Stated problem:
Reproduce each of the following records line for line, with no changes.
======== Data shown
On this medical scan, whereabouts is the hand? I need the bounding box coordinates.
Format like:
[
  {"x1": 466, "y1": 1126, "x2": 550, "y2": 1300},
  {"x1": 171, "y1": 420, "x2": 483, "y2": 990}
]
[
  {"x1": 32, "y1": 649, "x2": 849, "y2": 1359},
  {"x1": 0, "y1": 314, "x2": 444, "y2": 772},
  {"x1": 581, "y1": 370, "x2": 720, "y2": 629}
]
================
Task result:
On this medical scan, whereabouts is the hand? I need the bounding box coordinates.
Format like:
[
  {"x1": 466, "y1": 1126, "x2": 550, "y2": 1300},
  {"x1": 171, "y1": 420, "x2": 483, "y2": 990}
]
[
  {"x1": 32, "y1": 649, "x2": 849, "y2": 1359},
  {"x1": 0, "y1": 314, "x2": 444, "y2": 772},
  {"x1": 581, "y1": 370, "x2": 720, "y2": 629}
]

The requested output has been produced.